— WHAT NEEDS TO BE DONE —
Please give again, exactly and in full, each line from the one holding "hey friend, mind finding the beige wall" to the end of the listing.

DATASET Start Marker

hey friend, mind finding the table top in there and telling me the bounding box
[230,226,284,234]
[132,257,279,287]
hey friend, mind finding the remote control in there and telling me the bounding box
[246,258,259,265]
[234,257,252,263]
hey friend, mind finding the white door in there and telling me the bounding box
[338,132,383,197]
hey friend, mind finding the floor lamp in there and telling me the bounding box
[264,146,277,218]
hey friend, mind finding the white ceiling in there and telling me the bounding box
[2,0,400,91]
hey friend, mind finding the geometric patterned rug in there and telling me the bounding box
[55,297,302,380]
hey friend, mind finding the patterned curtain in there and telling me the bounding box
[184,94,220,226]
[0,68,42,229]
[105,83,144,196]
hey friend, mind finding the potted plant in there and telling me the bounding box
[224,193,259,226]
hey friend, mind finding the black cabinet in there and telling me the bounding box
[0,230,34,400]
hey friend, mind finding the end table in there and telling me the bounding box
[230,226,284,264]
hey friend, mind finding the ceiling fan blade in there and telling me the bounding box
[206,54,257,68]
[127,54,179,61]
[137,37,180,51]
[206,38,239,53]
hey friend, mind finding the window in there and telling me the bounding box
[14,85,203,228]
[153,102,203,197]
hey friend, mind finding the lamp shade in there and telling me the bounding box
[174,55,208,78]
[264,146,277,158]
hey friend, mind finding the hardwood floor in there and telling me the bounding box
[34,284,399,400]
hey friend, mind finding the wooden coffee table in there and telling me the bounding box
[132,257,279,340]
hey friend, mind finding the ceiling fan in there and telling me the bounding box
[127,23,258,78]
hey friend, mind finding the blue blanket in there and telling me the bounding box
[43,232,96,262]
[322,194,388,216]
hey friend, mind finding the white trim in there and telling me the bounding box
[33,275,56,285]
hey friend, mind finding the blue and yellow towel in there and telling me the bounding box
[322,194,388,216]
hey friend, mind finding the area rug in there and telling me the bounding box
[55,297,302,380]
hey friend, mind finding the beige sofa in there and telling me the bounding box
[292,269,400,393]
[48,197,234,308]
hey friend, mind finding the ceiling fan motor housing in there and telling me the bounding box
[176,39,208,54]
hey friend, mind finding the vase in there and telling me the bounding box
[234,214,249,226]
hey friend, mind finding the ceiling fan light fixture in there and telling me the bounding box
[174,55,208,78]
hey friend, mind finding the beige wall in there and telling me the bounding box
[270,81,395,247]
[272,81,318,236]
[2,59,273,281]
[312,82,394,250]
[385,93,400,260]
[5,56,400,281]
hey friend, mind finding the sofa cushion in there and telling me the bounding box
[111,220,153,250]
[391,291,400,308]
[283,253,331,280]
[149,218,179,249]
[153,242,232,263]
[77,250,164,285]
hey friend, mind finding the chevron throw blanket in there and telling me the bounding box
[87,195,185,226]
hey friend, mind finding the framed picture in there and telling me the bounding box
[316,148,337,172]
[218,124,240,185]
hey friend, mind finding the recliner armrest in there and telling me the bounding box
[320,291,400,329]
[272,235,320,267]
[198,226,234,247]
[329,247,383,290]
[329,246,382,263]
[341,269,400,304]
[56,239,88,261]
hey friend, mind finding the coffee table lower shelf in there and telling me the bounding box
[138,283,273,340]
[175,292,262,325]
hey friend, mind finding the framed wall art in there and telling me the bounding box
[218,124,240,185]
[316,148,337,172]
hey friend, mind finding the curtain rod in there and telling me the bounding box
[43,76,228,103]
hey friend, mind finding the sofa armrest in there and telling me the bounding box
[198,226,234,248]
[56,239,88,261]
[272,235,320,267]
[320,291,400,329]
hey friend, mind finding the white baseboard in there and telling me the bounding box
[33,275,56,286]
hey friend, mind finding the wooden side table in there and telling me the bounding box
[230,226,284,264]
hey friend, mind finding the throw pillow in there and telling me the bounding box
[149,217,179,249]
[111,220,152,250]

DATASET End Marker

— WRITTEN ANSWER —
hey friend, mind finding the beige wall in there and telling me the bounding box
[270,81,395,247]
[272,81,318,236]
[2,59,273,281]
[312,82,394,250]
[385,93,400,260]
[5,56,400,281]
hey friend, mind finding the sofa cushion in there and telling me the bounding box
[111,220,153,250]
[391,291,400,308]
[283,253,331,280]
[149,218,179,249]
[153,242,232,263]
[77,250,164,285]
hey friend, mind finding the chevron throw blanket in there and telling me the bounding box
[87,195,185,226]
hey friend, mind finding the framed picture in there and telling me the bounding box
[316,148,337,172]
[218,124,240,185]
hey friend, mind finding the recliner armrest in there and telling me the bounding box
[320,291,400,329]
[272,235,320,267]
[198,226,234,247]
[329,247,383,290]
[329,246,382,263]
[341,269,400,304]
[56,239,88,261]
hey friend, mind finding the coffee table lower shelf in there and telling me the bounding box
[138,283,273,340]
[175,292,262,325]
hey friend, mind finding the framed wall art in there and telling me the bounding box
[218,124,240,185]
[316,148,337,172]
hey friend, mind finding the curtain rod in there and telling me the bounding box
[43,76,228,103]
hey friend, mind finding the sofa armrest in there and telling me the bounding box
[198,226,234,248]
[56,239,88,261]
[272,235,320,267]
[320,291,400,329]
hey friend, mind finding the white baseboard in there and telling me the bounding box
[33,275,56,286]
hey friend, mind finding the wooden side table in there and telling me the bounding box
[230,226,284,264]
hey friend, mind finding the throw pillow in there and telling me the bounding box
[149,217,179,249]
[111,220,152,250]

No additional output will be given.